▸ What the task requires
Format every line of the entries below as a JSON list of strings, one string per line, with blank lines omitted.

▸ Provided entries
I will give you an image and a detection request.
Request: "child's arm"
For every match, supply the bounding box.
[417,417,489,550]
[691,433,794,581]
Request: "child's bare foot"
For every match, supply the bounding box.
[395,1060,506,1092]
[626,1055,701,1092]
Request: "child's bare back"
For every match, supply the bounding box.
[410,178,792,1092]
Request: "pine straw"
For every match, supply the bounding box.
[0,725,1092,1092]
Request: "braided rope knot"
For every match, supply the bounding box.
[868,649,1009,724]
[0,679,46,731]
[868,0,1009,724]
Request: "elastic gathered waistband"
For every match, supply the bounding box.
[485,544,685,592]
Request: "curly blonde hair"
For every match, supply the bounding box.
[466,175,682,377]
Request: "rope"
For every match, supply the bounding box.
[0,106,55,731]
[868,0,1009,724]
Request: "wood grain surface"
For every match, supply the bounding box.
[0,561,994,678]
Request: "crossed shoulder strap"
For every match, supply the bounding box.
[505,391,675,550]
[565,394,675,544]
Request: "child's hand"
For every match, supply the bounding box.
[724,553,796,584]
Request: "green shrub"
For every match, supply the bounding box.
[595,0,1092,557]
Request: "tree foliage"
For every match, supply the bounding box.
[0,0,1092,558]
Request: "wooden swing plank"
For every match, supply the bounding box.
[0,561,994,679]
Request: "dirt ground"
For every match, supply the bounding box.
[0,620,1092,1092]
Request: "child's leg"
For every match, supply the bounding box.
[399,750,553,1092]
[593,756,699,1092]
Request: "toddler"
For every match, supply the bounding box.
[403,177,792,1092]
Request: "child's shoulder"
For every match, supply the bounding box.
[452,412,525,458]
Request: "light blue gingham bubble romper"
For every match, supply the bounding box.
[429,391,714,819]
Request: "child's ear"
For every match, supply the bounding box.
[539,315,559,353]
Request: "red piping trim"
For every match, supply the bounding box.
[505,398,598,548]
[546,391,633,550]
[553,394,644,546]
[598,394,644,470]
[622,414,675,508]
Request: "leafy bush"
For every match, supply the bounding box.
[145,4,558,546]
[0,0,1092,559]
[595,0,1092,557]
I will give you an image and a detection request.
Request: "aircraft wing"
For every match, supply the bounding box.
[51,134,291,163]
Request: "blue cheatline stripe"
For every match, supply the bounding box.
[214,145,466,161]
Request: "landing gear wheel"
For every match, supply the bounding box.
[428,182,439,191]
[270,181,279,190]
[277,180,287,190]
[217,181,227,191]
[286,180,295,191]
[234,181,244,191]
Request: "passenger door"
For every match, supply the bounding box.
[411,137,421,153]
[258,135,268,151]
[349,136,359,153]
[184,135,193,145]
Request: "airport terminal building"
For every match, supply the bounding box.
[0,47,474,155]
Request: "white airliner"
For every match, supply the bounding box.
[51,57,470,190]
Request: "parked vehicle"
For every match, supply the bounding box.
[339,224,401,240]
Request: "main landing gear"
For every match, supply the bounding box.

▸ Task answer
[
  "I will give you an image and a detection request.",
  "Request: \"child's arm\"",
  "For every match, supply the bounding box.",
  "[417,417,489,550]",
  "[691,433,794,581]",
  "Request: \"child's bare foot\"",
  "For every match, supply the bounding box.",
  "[395,1060,506,1092]",
  "[626,1055,701,1092]",
  "Request: \"child's bare back\"",
  "For every match, supply the bounding box.",
  "[410,178,792,1092]",
  "Request: \"pine straw\"",
  "For every match, supply the bounding box.",
  "[0,725,1092,1092]",
  "Request: \"braided rope knot\"",
  "For every match, supply the bounding box.",
  "[868,649,1009,724]",
  "[0,679,46,731]",
  "[868,0,1009,724]",
  "Request: \"elastic gathered waistband\"",
  "For every match, supply the bounding box.",
  "[485,544,685,592]",
  "Request: \"curly blonde hair\"",
  "For every match, supply the bounding box.",
  "[466,175,682,377]",
  "Request: \"rope\"",
  "For every match, supply the bounding box.",
  "[0,106,55,731]",
  "[868,0,1009,724]",
  "Request: \"wood grain surface\"",
  "For every match, supply the bounding box.",
  "[0,561,994,678]",
  "Request: \"crossed shoulder strap\"",
  "For every match, supply the bounding box.",
  "[505,391,675,550]",
  "[565,394,675,544]",
  "Request: \"child's hand\"",
  "For every match, supply the bounding box.",
  "[724,553,796,584]",
  "Request: \"green shrub\"",
  "For every match, supply the bounding box.",
  "[595,0,1092,557]",
  "Request: \"tree foliage\"",
  "For every match, supply the bounding box.",
  "[0,0,1092,558]",
  "Request: \"wooden swing plank\"",
  "For every match, supply the bounding box.",
  "[0,561,994,679]",
  "Request: \"dirt ground\"",
  "For every match, supply the bounding box.",
  "[0,620,1092,1092]",
  "Request: \"child's leg\"",
  "For every match, supply the bounding box.",
  "[399,750,553,1092]",
  "[593,756,699,1092]",
  "Request: \"toddler\"",
  "For every match, supply the bounding box.",
  "[403,177,792,1092]",
  "Request: \"child's shoulder\"",
  "For every match, supply the bounding box.",
  "[452,412,525,458]",
  "Request: \"light blue gingham bubble romper\"",
  "For every match, supply the bounding box.",
  "[429,391,714,819]",
  "Request: \"child's ear\"",
  "For every match, supply the bounding box.",
  "[539,315,559,353]",
  "Request: \"red piping trim\"",
  "For every match, supply the bounding box.",
  "[505,398,598,548]",
  "[546,391,633,550]",
  "[553,394,644,546]",
  "[598,394,644,470]",
  "[622,414,675,508]",
  "Request: \"leafy bush\"",
  "For every match, supply the bounding box.",
  "[145,4,558,546]",
  "[0,0,1092,559]",
  "[595,0,1092,557]",
  "I will give you an image and a detection request.",
  "Request: \"aircraft wing\"",
  "For every match, supply the bounding box.",
  "[51,134,291,163]",
  "Request: \"blue cheatline stripe\"",
  "For every match, supply the bounding box.",
  "[214,145,466,161]",
  "Request: \"landing gear wheel\"",
  "For every match, supply the bounding box.",
  "[428,182,439,191]",
  "[270,181,279,190]",
  "[277,180,287,190]",
  "[217,181,227,191]",
  "[286,180,295,191]",
  "[234,181,244,191]",
  "Request: \"passenger door\"",
  "For every match, supply the bounding box.",
  "[411,137,421,153]",
  "[258,135,268,151]",
  "[349,136,359,153]",
  "[184,135,193,145]",
  "Request: \"airport terminal building\"",
  "For every match, supply the bounding box.",
  "[0,47,474,155]",
  "Request: \"white airliner\"",
  "For every match, supply the bounding box.",
  "[51,57,470,190]",
  "Request: \"parked vehicle\"",
  "For every match, supply the bounding box.",
  "[339,224,401,240]",
  "Request: \"main landing gear\"",
  "For every match, supply the bounding box."
]